▶ **提示文**
* * * *

大規模データセットを用いたタンパク質安定性予測手法

論文タイトル

Protein Stability Prediction by Fine-tuning a Protein Language Model on a Mega-scale Dataset

出典

https://www.biorxiv.org/content/10.1101/2023.11.19.567747v1

要旨

461 種類の小さなタンパク質ドメインから得た 528,000シーケンスに基づいて、タンパク質の熱安定性を予測する言語モデル「ESM_therm」の開発を発表した論文です。

解説など

タンパク質の熱安定性をインシリコで予測する手法には、下記に示す手法が、これまでに公開されていました。

  • 物理ベースの手法
    • Rosetta
    • FoldX
    • MDシミュレーション
  • 機械学習ベースの手法
    • RaSP
    • ELASPIC-2

これらの手法を用いたとしても、予測の精度には改善の余地があるため、最良の手法を開発するニーズは依然としてある状況です。筆者らのアプローチは、幅広い多様性のタンパク質を対象に、同じアッセイ系で評価された熱安定性データを用いることで予測精度を改善できると考えて、手法の開発を試みています。

具体的なデータセットとしては、過去に坪山らが取得したものを利用しています。

Mega-scale experimental analysis of protein folding stability in biology and design - Nature
Large-scale assays using cDNA display proteolysis are used to measure the folding stabilities of protein domains, providing a method to quantify the effects of ...

筆者らはこのデータセットにおいて、データのリークを防ぐため、”training”、”validation” 用のデータでは観測されないトポロジーのタンパク質データを “testing” 用のデータとして使用することを強く心がけ、熱安定性の評価に進めています。

結果としては、訓練元のデータセットから抽出したテストデータに対しては、既存のツールと比較して最も高い予測精度を示していましたが、別の由来のデータセットに対しては、大きく他のツールに比べると劣っているといった結果でした。

考察として、用いたデータセットでは小さいサイズのタンパク質断片を対象としていたため、大きなサイズのタンパク質に対する予測精度が十分ではないのでは、という考察でした。一方で、多様性の偏りそのものが影響している可能性も現時点では否定できないかと思います。

やはり、データの取得方法だけではなく、配列全空間に対応するための幅広いタンパク質の多様性をデータとして含むことが重要であると感じます。

* * * *

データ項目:
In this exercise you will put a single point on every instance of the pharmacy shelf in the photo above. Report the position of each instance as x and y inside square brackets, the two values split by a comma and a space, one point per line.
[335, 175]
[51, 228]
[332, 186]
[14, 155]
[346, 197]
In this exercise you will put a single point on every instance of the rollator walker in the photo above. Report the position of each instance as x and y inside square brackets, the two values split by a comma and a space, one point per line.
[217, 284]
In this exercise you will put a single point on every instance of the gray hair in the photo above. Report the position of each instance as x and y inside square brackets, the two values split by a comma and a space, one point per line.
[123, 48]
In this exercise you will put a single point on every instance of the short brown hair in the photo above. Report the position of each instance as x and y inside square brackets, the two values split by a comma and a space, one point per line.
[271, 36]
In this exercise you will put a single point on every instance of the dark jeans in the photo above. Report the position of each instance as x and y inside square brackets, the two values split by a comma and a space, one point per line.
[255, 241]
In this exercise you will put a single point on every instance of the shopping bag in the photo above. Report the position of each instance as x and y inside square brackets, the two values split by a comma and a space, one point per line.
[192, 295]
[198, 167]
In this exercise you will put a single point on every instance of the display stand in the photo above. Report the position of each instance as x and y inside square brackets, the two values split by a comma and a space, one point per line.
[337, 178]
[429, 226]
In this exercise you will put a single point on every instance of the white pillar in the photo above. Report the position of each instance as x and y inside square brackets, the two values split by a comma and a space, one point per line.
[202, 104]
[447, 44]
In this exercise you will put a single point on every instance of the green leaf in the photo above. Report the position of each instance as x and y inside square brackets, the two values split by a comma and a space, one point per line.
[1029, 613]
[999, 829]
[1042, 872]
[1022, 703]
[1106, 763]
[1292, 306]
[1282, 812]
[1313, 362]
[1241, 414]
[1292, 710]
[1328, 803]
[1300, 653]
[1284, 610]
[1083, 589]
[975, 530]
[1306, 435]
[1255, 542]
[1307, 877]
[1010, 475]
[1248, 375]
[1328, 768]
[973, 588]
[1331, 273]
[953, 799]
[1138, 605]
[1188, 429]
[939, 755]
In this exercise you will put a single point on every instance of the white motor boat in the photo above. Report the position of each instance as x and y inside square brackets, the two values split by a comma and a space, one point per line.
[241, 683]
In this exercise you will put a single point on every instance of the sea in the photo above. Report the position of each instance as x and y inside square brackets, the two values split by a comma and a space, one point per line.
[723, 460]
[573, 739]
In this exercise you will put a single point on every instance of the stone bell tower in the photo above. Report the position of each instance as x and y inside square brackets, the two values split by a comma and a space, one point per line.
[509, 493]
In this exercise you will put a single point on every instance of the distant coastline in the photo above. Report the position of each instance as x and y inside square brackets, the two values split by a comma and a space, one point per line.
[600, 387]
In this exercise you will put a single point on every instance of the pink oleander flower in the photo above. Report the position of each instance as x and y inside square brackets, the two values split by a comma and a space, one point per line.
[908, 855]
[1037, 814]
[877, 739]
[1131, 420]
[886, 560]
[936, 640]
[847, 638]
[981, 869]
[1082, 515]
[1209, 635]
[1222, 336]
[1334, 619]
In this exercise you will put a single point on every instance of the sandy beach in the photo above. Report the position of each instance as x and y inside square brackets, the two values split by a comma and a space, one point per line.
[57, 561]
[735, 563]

* * * *

▶ **課題**
上の提示文のうち、「これらの手法を用いたとしても」で始まり「effects of ...」で終わる部分を、一字も変えずに書き写すこと。

▶ **解答欄**
これらの手法を用いたとしても、予測の精度には改善の余地があるため、最良の手法を開発するニーズは依然としてある状況です。筆者らのアプローチは、幅広い多様性のタンパク質を対象に、同じアッセイ系で評価された熱安定性データを用いることで予測精度を改善できると考えて、手法の開発を試みています。

具体的なデータセットとしては、過去に坪山らが取得したものを利用しています。

Mega-scale experimental analysis of protein folding stability in biology and design - Nature
Large-scale assays using cDNA display proteolysis are used to measure the folding stabilities of protein domains, providing a method to quantify the effects of ...